Saturday, September 16, 2017
It’s all too easy to do Monday morning quarter backing as to what should have been done. The Columbia River Gorge National Scenic Area is a complex mosaic of ownership and management responsibilities. The 292,500 acre land base includes wilderness, state parks and national forest lands and about 50 percent of the scenic area in private ownership. Management of scenic area lands is divided between the U.S. Forest Service, Columbia River Gorge Commission, counties and state and federal agencies such as State Parks and Bonneville Power Administration.
Could more intensive management of scenic area forests have stopped or slowed the fire’s spread? That is debatable and not at all sure. Commercial timber harvesting is not allowed in much of the scenic area. Much of the land in the fire area is extremely steep with erosive soils. There are miles of trails on these lands that get high usage. There are many private homes. Some people living in forested settings in the Gorge want trees close to their homes for privacy, enjoying the forest setting and they do not want to cut trees. No one can force them to cut their trees.
What can be done to lessen the severity and likelihood of these types of wildfires? Where terrain permits, thinning could be done to create a more open and fire-resistant forest stand. Thinnings should remove only small trees and leave large fire-resistant trees with thicker bark. Done sensitively and with a light hand, tree harvesting could be done in areas away from developed recreation sites like Multnomah Falls, campgrounds, picnic areas and trails. While agencies such as the U. S. Forest Service would design and manage this work, support would be needed from the public and organizations as Friends of the Columbia Gorge. But a major caveat to doing any forest management is that much of the Gorge is just too steep to allow timber harvesting even with helicopters. And the Gorge is so loved by the public that timber harvesting would be very controversial.

# INPUT ROWS
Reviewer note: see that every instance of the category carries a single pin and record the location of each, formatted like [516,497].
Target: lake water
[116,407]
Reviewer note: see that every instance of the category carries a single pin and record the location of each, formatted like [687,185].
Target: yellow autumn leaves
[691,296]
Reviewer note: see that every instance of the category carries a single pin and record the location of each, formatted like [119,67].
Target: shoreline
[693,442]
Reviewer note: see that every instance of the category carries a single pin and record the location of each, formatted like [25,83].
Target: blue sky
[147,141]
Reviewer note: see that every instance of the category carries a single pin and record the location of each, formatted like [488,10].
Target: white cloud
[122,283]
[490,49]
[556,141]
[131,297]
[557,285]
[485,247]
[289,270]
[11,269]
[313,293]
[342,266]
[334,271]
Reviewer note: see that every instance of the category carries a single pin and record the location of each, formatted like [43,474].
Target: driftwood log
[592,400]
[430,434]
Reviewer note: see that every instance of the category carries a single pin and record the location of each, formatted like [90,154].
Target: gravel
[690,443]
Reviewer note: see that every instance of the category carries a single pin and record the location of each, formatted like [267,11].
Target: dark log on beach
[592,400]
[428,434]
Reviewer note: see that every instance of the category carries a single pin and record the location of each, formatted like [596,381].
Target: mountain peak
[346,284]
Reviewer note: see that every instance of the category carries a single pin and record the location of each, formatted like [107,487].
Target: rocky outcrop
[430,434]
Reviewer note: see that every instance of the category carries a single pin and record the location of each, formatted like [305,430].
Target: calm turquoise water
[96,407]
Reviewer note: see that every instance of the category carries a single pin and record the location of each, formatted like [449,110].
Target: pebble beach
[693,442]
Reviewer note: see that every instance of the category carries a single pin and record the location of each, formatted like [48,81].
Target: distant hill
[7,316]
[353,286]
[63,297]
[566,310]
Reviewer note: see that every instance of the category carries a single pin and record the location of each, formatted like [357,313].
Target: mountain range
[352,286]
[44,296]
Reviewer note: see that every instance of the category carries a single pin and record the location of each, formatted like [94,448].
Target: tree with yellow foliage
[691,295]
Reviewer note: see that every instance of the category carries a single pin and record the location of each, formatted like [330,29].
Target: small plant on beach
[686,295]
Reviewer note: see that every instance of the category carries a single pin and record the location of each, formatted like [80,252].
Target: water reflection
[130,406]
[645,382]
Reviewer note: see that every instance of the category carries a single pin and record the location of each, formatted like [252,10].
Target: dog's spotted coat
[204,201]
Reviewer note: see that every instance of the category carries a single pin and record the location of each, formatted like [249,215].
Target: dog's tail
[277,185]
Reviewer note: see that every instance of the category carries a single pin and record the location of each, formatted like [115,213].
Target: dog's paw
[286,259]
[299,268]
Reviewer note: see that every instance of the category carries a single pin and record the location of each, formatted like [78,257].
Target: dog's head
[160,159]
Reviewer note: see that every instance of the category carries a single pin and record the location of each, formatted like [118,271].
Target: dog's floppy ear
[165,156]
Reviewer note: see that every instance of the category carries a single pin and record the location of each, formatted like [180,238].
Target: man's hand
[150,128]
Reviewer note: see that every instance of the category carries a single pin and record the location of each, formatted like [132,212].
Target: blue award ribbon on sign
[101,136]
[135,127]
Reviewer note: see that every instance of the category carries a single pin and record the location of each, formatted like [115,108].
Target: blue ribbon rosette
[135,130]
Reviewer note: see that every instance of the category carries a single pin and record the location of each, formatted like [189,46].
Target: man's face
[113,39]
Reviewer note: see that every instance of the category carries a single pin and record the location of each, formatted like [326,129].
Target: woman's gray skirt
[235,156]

# PROBLEMS AND TASKS
1. Write out the Columbia Gorge text from "Saturday, September 16, 2017" up to and including "Bonneville Power Administration.", replacing "quarter backing" with "second-guessing".
2. Put the lines of the records as a Markdown table with the columns Row and Line, starting at the line with "formatted like [115,213]." and running up to and including the last line of the records. Skip any blank lines.

# SOLUTIONS IN ORDER
1.
Saturday, September 16, 2017
It’s all too easy to do Monday morning second-guessing as to what should have been done. The Columbia River Gorge National Scenic Area is a complex mosaic of ownership and management responsibilities. The 292,500 acre land base includes wilderness, state parks and national forest lands and about 50 percent of the scenic area in private ownership. Management of scenic area lands is divided between the U.S. Forest Service, Columbia River Gorge Commission, counties and state and federal agencies such as State Parks and Bonneville Power Administration.

2.
| Row | Line |
|---|---|
| 1 | Reviewer note: see that every instance of the category carries a single pin and record the location of each, formatted like [115,213]. |
| 2 | Target: dog's paw |
| 3 | [286,259] |
| 4 | [299,268] |
| 5 | Reviewer note: see that every instance of the category carries a single pin and record the location of each, formatted like [78,257]. |
| 6 | Target: dog's head |
| 7 | [160,159] |
| 8 | Reviewer note: see that every instance of the category carries a single pin and record the location of each, formatted like [118,271]. |
| 9 | Target: dog's floppy ear |
| 10 | [165,156] |
| 11 | Reviewer note: see that every instance of the category carries a single pin and record the location of each, formatted like [180,238]. |
| 12 | Target: man's hand |
| 13 | [150,128] |
| 14 | Reviewer note: see that every instance of the category carries a single pin and record the location of each, formatted like [132,212]. |
| 15 | Target: blue award ribbon on sign |
| 16 | [101,136] |
| 17 | [135,127] |
| 18 | Reviewer note: see that every instance of the category carries a single pin and record the location of each, formatted like [115,108]. |
| 19 | Target: blue ribbon rosette |
| 20 | [135,130] |
| 21 | Reviewer note: see that every instance of the category carries a single pin and record the location of each, formatted like [189,46]. |
| 22 | Target: man's face |
| 23 | [113,39] |
| 24 | Reviewer note: see that every instance of the category carries a single pin and record the location of each, formatted like [326,129]. |
| 25 | Target: woman's gray skirt |
| 26 | [235,156] |